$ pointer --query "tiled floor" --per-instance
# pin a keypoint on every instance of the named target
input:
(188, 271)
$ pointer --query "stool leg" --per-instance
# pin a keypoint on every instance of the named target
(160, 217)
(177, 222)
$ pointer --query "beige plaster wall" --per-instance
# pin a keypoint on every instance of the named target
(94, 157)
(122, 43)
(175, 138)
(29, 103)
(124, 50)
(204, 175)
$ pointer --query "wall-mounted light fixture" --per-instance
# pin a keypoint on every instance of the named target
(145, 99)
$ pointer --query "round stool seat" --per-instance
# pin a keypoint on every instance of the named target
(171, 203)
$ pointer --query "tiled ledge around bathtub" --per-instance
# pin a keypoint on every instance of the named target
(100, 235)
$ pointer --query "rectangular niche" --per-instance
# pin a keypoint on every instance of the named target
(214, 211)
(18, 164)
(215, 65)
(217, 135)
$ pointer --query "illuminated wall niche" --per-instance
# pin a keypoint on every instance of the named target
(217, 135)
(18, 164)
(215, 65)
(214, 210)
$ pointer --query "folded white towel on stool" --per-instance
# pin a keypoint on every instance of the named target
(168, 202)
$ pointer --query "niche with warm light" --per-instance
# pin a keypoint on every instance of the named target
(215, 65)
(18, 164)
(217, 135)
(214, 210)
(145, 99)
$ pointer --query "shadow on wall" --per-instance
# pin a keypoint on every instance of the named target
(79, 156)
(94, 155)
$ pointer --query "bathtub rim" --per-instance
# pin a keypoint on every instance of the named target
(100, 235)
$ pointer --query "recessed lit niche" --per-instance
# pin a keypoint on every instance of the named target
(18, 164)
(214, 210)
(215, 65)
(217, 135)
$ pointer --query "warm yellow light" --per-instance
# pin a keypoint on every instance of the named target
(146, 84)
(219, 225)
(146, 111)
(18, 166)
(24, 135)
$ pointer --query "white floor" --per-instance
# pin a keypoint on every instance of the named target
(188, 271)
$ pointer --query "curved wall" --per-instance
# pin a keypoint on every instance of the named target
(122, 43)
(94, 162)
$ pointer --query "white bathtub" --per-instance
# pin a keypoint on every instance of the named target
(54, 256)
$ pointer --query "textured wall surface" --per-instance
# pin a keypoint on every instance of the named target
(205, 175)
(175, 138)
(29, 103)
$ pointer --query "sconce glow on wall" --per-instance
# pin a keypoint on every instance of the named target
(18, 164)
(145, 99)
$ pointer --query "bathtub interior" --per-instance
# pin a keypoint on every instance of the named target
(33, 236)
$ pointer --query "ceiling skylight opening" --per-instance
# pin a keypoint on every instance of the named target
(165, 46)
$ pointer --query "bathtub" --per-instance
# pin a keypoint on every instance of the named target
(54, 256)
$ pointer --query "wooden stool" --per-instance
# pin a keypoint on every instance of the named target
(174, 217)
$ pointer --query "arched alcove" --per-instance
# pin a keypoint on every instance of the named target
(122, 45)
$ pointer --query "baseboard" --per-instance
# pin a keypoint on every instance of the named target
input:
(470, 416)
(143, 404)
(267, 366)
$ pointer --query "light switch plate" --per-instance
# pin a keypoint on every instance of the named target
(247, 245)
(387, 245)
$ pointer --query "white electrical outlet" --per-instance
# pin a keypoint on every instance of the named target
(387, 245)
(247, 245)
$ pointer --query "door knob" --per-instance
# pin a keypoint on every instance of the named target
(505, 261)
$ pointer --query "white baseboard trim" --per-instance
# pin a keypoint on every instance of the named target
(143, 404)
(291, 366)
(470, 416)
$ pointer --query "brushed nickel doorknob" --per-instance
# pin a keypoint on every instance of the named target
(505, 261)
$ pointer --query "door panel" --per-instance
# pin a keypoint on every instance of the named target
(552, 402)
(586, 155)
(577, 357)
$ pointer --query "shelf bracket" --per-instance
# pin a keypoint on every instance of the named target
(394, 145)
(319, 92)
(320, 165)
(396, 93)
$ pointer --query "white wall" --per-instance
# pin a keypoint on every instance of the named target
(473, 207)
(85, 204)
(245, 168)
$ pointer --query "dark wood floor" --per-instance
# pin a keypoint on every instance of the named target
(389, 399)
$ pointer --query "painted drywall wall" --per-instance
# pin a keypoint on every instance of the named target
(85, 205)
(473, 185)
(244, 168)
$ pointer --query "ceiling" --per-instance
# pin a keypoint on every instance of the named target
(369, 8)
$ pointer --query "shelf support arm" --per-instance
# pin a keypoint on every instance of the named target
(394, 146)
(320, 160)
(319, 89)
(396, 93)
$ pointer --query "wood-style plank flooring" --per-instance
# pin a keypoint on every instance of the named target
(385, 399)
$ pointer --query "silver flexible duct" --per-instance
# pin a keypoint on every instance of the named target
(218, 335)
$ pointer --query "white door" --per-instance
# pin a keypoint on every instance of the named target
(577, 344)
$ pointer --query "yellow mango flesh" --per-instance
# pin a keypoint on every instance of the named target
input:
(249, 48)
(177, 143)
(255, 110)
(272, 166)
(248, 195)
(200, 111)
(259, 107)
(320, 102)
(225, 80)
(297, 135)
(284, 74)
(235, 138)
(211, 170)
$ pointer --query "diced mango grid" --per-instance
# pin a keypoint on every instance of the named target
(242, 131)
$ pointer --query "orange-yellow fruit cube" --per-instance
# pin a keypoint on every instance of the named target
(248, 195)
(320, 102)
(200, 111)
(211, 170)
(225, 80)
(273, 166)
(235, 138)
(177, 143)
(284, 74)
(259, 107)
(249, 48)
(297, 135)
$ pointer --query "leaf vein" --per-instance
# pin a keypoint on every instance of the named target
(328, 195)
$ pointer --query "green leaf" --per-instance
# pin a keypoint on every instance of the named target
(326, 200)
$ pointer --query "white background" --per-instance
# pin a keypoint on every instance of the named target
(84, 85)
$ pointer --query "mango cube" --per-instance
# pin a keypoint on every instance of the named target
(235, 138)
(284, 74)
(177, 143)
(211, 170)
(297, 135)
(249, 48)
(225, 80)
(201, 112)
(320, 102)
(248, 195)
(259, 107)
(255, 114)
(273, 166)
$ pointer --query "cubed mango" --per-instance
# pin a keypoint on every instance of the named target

▶ [THE EXERCISE] Print again each line of the listing above, exactly as it appears.

▶ [COMPLETED EXERCISE]
$ pointer --query "tiled floor" --per-instance
# pin a keypoint on every instance of the named target
input:
(188, 271)
$ pointer --query "stool leg" --per-instance
# pin a keypoint on every instance of the named target
(160, 217)
(177, 222)
$ pointer --query "beige plaster wall" --per-instance
# pin a keypoint on every instance of the named target
(94, 157)
(122, 43)
(175, 138)
(29, 103)
(124, 50)
(204, 175)
$ pointer --query "wall-mounted light fixture" --per-instance
# pin a keypoint on every instance of the named target
(145, 99)
$ pointer --query "round stool seat" --per-instance
# pin a keypoint on every instance of the named target
(171, 203)
$ pointer --query "tiled ledge around bathtub" --per-instance
# pin a keypoint on every instance of the named target
(100, 235)
$ pointer --query "rectangular niche" --per-instance
# pin a keypoint on every instance of the named target
(214, 211)
(18, 164)
(215, 65)
(217, 135)
$ pointer --query "illuminated wall niche" --per-instance
# pin a keypoint on every instance of the named target
(217, 135)
(18, 164)
(215, 65)
(214, 210)
$ pointer --query "folded white towel on stool" --per-instance
# pin a keypoint on every instance of the named target
(168, 202)
$ pointer --query "niche with warm light" --per-instance
# pin a keypoint on every instance of the named target
(215, 65)
(18, 164)
(217, 135)
(214, 210)
(145, 99)
$ pointer --query "shadow on wall" --per-instance
# pin a keypoint on every instance of the named target
(79, 156)
(94, 155)
$ pointer --query "bathtub rim" --per-instance
# pin a keypoint on every instance of the named target
(100, 235)
$ pointer --query "recessed lit niche" --per-instance
# pin a keypoint on every instance of the named target
(18, 164)
(214, 210)
(215, 65)
(217, 135)
$ pointer --query "warm yellow light" --per-instance
# pin a keypoint on every instance of the named target
(146, 84)
(219, 225)
(146, 111)
(18, 166)
(24, 135)
$ pointer --query "white floor" --per-instance
# pin a keypoint on every instance of the named target
(188, 271)
$ pointer --query "curved wall" --per-instance
# pin a keypoint on every instance of the named target
(122, 43)
(94, 162)
$ pointer --query "white bathtub" --per-instance
# pin a keypoint on every instance of the named target
(54, 256)
$ pointer --query "textured wall surface" --per-instance
# pin a keypoint on every instance of the named target
(205, 175)
(175, 138)
(29, 103)
$ pointer --query "sconce glow on wall" --per-instance
# pin a keypoint on every instance of the named target
(18, 164)
(145, 99)
$ pointer --query "bathtub interior" --per-instance
# pin a keypoint on every instance of the named target
(33, 236)
$ pointer --query "ceiling skylight opening" --per-instance
# pin a keypoint on every instance of the named target
(165, 46)
$ pointer --query "bathtub" --per-instance
# pin a keypoint on every instance of the named target
(54, 256)
$ pointer --query "wooden stool" --per-instance
# pin a keypoint on every instance of the named target
(174, 217)
$ pointer --query "arched alcove" --per-instance
# pin a keypoint on every instance of the named target
(122, 45)
$ pointer --query "baseboard" --per-instance
# pin a keypoint on every instance of the named target
input:
(470, 416)
(143, 404)
(267, 366)
$ pointer --query "light switch plate" --per-instance
# pin a keypoint on every instance of the named target
(247, 245)
(387, 245)
$ pointer --query "white electrical outlet" --per-instance
# pin a keypoint on every instance of the named target
(387, 245)
(247, 245)
$ pointer --query "door knob" --per-instance
# pin a keypoint on every instance of the named target
(505, 261)
$ pointer --query "white baseboard trim" --per-instance
# pin a keypoint on every instance of the named target
(143, 404)
(291, 366)
(470, 416)
$ pointer --query "brushed nickel doorknob" --per-instance
# pin a keypoint on every instance of the named target
(505, 261)
$ pointer --query "door panel" --per-instance
# pin a keypoint on every instance of the named target
(552, 402)
(586, 155)
(577, 357)
$ pointer --query "shelf bracket" --per-instance
# pin a keypoint on every instance of the named target
(394, 145)
(319, 92)
(320, 165)
(396, 93)
$ pointer --query "white wall" --per-instance
# pin a keypoint on every instance of the named target
(473, 207)
(85, 204)
(245, 168)
$ pointer --query "dark wood floor" --per-instance
# pin a keypoint on every instance of the named target
(389, 399)
$ pointer --query "painted drywall wall" --per-instance
# pin a keypoint on every instance of the named target
(85, 205)
(473, 185)
(244, 168)
$ pointer --query "ceiling" --per-instance
# pin a keypoint on every instance of the named target
(369, 8)
$ pointer --query "shelf support arm" --per-instance
# pin a keypoint on every instance of the named target
(394, 146)
(320, 160)
(319, 89)
(396, 93)
$ pointer --query "wood-style plank flooring" --per-instance
# pin a keypoint on every instance of the named target
(385, 399)
$ pointer --query "silver flexible duct" --per-instance
# pin a keypoint on every instance of the named target
(218, 335)
$ pointer --query "white door" --per-instance
# pin a keypoint on every instance of the named target
(577, 344)
$ pointer --query "yellow mango flesh" --per-instance
# pin a keypoint on every instance of the named target
input:
(249, 48)
(177, 143)
(255, 110)
(272, 166)
(248, 195)
(200, 111)
(259, 107)
(320, 102)
(225, 80)
(297, 135)
(284, 74)
(235, 138)
(211, 170)
$ pointer --query "diced mango grid" --per-instance
# pin a keypoint on every instance of the named target
(242, 131)
$ pointer --query "orange-yellow fruit cube" --per-instance
# pin a keypoint on every instance of the named target
(248, 195)
(320, 102)
(200, 111)
(211, 170)
(225, 80)
(273, 166)
(235, 138)
(177, 143)
(284, 74)
(259, 107)
(249, 48)
(297, 135)
$ pointer --query "leaf vein" --per-instance
# pin a keypoint on every instance of the named target
(328, 195)
$ pointer --query "green leaf" --per-instance
# pin a keypoint on every instance of the named target
(326, 200)
$ pointer --query "white background" --per-instance
# pin a keypoint on every instance of the named target
(84, 85)
$ pointer --query "mango cube" --per-instance
# pin a keypoint on every instance of the named target
(235, 138)
(284, 74)
(177, 143)
(211, 170)
(297, 135)
(249, 48)
(225, 80)
(201, 112)
(320, 102)
(248, 195)
(259, 107)
(255, 114)
(273, 166)
$ pointer --query "cubed mango" --per-instance
# pin a keypoint on every instance of the named target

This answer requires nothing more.